— Teks Bacaan —

Masih dari Facebook, sastrawan Puthut EA mempublis warta lomba blog Wajah Sistem dan Regulasi Kesehatan di Indonesia yang dilaksanakan Forum Peduli Kesehatan Indonesia. Ini berbeda dengan lomba blog yang lain. Tidak ada aturan yang mewajibkan untuk mem-follow Twitter atau me-like panfage Facebook penyelenggara. Aturannya sederhana. Peserta diminta menuliskan pengalaman, mengkaji, atau menuliskan tokoh inspiratif dalam dunia kesehatan di Indonesia. Karya ditulis sekitar 1000 karakter dan mengirimkan url (alamat link postingan di blog) ke panitia. Itu saja, sederhana, kan!

Panitia berhak menetapkan tiga juara (1, 2, dan 3) serta 12 karya pilihan yang akan dibukukan. Pemenang akan mendapat 10 eksmplar dan uang tunai sesuai ketetapan untuk masing-masing kategori pemenang.

Segera saja terbayang sosok Rabiah, suster yang telah bertugas selama lebih 30 tahun di wilayah kepulauan Pangkep. Sosoknya pernah difilmkan oleh Arfan Sabran, sineas muda Sulawesi Selatan yang memenangkan Eagle Award Metro TV tahun 2006 melalui Suster Apung.

Sosok Rabiah pula yang saya angkat untuk mengikuti lomba blog itu. Kami berasal dari daerah yang sama, namun terpisah jarak yang jauh. Dia bertugas di kepulauan yang lebih dekat ke Surabaya, NTT, dan Bali dibanding ke ibu kota Pangkep. Saya hanya dua kali bertemu langsung dengannya. Pertama di tahun 2006 di Makassar kala Ia jadi narasumber ketika Eagle Award Road Show di Makassar. Kedua, saya lupa kapan, tetapi kami bertegur sapa di rumah sakit umum Pangkep. Ketika itu Ia sedang mengambil obat di apotek.

— Baris Data —
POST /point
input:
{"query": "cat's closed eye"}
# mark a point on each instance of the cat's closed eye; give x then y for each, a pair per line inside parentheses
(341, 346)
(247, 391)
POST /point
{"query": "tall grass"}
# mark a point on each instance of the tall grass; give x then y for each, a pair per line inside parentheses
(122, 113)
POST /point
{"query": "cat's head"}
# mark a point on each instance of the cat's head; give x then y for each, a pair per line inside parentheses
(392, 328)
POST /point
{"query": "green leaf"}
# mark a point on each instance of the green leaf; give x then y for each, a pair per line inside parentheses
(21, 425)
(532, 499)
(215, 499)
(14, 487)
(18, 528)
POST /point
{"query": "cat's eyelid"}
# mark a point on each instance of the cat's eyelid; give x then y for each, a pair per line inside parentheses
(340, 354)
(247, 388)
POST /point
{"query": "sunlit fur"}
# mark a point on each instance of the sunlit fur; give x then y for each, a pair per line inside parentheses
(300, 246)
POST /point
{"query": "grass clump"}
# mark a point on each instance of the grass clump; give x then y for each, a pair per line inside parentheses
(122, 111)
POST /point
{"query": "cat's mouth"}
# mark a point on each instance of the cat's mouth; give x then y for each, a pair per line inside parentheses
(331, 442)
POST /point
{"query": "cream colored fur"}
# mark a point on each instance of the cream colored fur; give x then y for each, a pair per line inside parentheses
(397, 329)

— Tugas —
1: Ganti "Rabiah" menjadi "sang suster" dalam teks tentang lomba blog kesehatan, mulai dari bagian yang memuat "Segera saja terbayang" dan berhenti setelah "obat di apotek.".
2: Teruskan teks tentang lomba blog kesehatan setelah kalimat terakhirnya.

— Jawaban per Tugas —
1:
Segera saja terbayang sosok sang suster, suster yang telah bertugas selama lebih 30 tahun di wilayah kepulauan Pangkep. Sosoknya pernah difilmkan oleh Arfan Sabran, sineas muda Sulawesi Selatan yang memenangkan Eagle Award Metro TV tahun 2006 melalui Suster Apung.

Sosok sang suster pula yang saya angkat untuk mengikuti lomba blog itu. Kami berasal dari daerah yang sama, namun terpisah jarak yang jauh. Dia bertugas di kepulauan yang lebih dekat ke Surabaya, NTT, dan Bali dibanding ke ibu kota Pangkep. Saya hanya dua kali bertemu langsung dengannya. Pertama di tahun 2006 di Makassar kala Ia jadi narasumber ketika Eagle Award Road Show di Makassar. Kedua, saya lupa kapan, tetapi kami bertegur sapa di rumah sakit umum Pangkep. Ketika itu Ia sedang mengambil obat di apotek.

2:
Selasa 7 Januari, kabar mengenai buku itu saya baca di Facebook, bertajuk Mereka Bicara Fakta diterbitkan INSIST Press. Tak sabar rasanya ingin membaca karya 14 bloger dan mengeja ulang Rabiah-Suster yang Bermain Dadu, judul esai yang kualamatkan untuk sosok Rabiah. 


#4

Ini di luar dugaan, di penghujung tahun 2013, tepatnya 31 Desember. Risma Niswaty, istri almahrum Ahyar Anwar mengomfirmasi via chating di Facebook, mengabarkan jika tulisan yang pernah saya posting di blog mengenai sosok Ahyar, dimuat di buku Ahyar Anwar yang Menidurkan dan Membangungkan Cinta, sebuah Obituari. Buku ini sendiri diluncurkan untuk mengenang 110 hari wafatnya kolumnis dua harian di Makassar itu.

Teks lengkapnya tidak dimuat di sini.